## The problem
Copy the lines in the entries below word for word, from the line with "of the ornate" to the line with "Query: ornate building", including both of those lines.

## Stored dataset items
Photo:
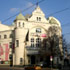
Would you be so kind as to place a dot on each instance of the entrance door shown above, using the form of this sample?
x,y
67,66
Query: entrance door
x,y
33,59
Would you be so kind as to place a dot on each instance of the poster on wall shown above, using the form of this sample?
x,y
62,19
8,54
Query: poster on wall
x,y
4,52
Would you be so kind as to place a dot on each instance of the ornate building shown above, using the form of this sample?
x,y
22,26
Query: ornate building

--

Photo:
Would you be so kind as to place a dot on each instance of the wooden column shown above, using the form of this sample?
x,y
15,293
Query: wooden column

## Reply to the task
Would you be so kind as to place a dot on each instance of the ornate building shown above, using the form of this sample?
x,y
22,26
Query: ornate building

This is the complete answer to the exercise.